* **Instruções do exercício**:
Retome o texto sobre a educação e os interesses do mercado logo após a última frase apresentada. Prossiga-o no mesmo tom e estilo.

Estratégias sofisticadas, bem planeadas e poderosas, são usadas para transformar os discursos interesseiros, dos donos do mercado, em ideias populares. «Fazendo aparecer os interesses das corporações financeiras como se fossem a expressão política de toda a sociedade»
(Popkewitz).
Um exemplo desta estratégia é o argumento segundo o qual o futuro da nação depende inteiramente da educação e que a escola pública não está a responder capazmente a este desafio. Com esta ideia vem embrulhada a declaração de que não há crise do capitalismo e que as insuficiências deste se devem à falta de mão-de-obra altamente qualificada. Isto é dito onde a realidade nos mostra que a mão-de-obra qualificada está em larga maioria sem emprego, ou a ser escandalosamente explorada em trabalho desqualificado.
Ao culpabilizarem o sistema público de ensino, os defensores da submissão da sociedade aos interesses momentâneos do mercado, apropriam-se das preocupações dos pais e de outros cidadãos, favorecendo os argumentos a favor da privatização da educação. Além disso, conseguem disfarçar os seus interesses egoístas, apresentando-os como conclusões cientificas e verdades inquestionáveis e universais.
A afirmação de que uma boa educação, só por si, é um pré-requisito para que todos tenham um bom emprego, e um bom salário, é uma mistificação. Tal mistificação faz parte do pacote discursivo e das práticas dos que recusam discutir o sistema e as condições económicas dos países. Condições que favorecem ou restringem a quantidade e a qualidade dos empregos disponíveis, bem como a facilidade ou dificuldade de acesso ao mercado de trabalho. «Não há evidência de uma relação directa entre as boas qualificações dos estudantes e altos salários futuros quando se controlam variáveis como a de classe social» (Spring). A estrutura salarial e o nível das remunerações, são determinantes no incentivo à procura de formação, sobretudo, por parte dos mais pobres.
É evidente que um nível educacional mais elevado melhora as oportunidades individuais de acesso ao trabalho. Mas também é evidente que o facto de elevarmos os níveis de qualificação, tem contribuído para acentuar as desigualdades económicas e culturais. O argumento de que uma boa educação, só por si, produz vantagens económicas, esconde a importância que a divisão nacional e internacional do trabalho têm no incremento da desigualdade social e no acesso ao trabalho qualificado. Continuam a ser as políticas económicas — e não as políticas educativas — a determinar o aumento ou a diminuição, e a natureza, dos postos de trabalho, e, questão crucial, os níveis salariais e a menor ou maior desigualdade educativa e social.
A retórica que diz que o futuro da nação depende apenas da educação[1], é mais uma forma de fugir à responsabilidade de reconhecer a incapacidade do capitalismo em responder às obrigações dos direitos de cidadania. E serve também para abrir as portas a mais um negocio, sem riscos, feito à custa do desmantelamento do Estado, da privatização da educação, e do incremento das desigualdades sociais.
No bombardeamento mediático a que estamos sujeitos, conceitos como competitividade, eficiência, produtividade, sacrifício, cliente, consumidor, substituíram conceitos democráticos como, por exemplo, igualdade, solidariedade, paz, cooperação, Cidadão e cidadania. Produzir «capital humano», em vez de formar cidadãos, faz parte da religião neoliberal e do novo credo educacional.

* **Itens fornecidos**:
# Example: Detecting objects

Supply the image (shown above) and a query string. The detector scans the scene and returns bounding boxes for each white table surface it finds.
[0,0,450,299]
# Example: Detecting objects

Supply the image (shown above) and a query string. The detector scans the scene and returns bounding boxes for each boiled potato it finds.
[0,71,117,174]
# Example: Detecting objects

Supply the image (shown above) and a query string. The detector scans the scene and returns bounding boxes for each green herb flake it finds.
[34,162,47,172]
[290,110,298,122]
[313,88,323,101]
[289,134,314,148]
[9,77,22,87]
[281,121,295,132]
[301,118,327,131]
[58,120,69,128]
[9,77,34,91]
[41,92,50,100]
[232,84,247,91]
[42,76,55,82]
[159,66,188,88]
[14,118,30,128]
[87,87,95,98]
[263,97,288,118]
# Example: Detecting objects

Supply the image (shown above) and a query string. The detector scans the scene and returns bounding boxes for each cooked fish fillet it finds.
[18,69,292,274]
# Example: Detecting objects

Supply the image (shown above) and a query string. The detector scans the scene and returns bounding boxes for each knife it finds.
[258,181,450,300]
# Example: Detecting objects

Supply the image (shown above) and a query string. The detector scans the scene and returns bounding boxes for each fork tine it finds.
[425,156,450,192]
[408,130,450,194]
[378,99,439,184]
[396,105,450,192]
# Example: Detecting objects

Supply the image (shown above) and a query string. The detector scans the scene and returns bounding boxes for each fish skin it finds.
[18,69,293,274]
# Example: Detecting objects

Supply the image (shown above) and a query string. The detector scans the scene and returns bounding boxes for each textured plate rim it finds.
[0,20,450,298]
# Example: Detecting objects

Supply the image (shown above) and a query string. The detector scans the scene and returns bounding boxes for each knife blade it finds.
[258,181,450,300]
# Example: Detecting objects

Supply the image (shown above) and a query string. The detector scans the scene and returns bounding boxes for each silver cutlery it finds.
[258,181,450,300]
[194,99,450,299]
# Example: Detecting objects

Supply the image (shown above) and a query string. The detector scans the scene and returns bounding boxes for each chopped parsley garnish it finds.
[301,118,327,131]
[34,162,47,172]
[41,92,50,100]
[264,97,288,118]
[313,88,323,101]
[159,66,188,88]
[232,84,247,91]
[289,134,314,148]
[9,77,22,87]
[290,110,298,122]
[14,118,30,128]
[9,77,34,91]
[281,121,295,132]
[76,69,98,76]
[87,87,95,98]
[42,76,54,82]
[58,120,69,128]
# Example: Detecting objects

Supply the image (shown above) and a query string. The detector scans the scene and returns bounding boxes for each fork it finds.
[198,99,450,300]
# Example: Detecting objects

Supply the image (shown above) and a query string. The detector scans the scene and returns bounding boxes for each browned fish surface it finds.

* **Resposta ao exercício**:
Das muitas tendências neoliberais, em matéria de educação, uma vai em crescendo. Ela tende a organizar o sistema de modo a que os alunos considerados com baixo potencial de aprendizagem sejam discretamente descartados, aprendendo apenas o básico, em escolas pobres. O poder sabe, ao contrario do que apregoa, que na economia global, quer a nível internacional quer em cada nação, não só prevalece, como se vai alargando, a quantidade de trabalho que exige baixa qualificação. Por isso, defendem a concentração do investimento na formação de elites, embora já pensem também que o trabalho altamente qualificado pode ficar mais barato se importado[2]. A observação do mercado de trabalho, a nível internacional, mostra que a desigualdade educativa vai em crescendo e com ela a desigualdade e económica.
As reformas neoliberais subordinam a educação às regras do mercado. Os seus defensores consideram que os alunos, oriundos das classes média e média alta, têm maior potencial de «retorno» do investimento em educação. E que é neles que vale a pena investir. A massa dos pobres — pescando nela algum que se destaque — deve ser «democraticamente» encaminhada para formações profissionalizantes básicas e baratas. Para criarem um sistema educativo que facilite estes objectivos têm vindo a propagandear, e a naturalizar, conceitos como a «livre escolha da escola» e o «cheque-ensino».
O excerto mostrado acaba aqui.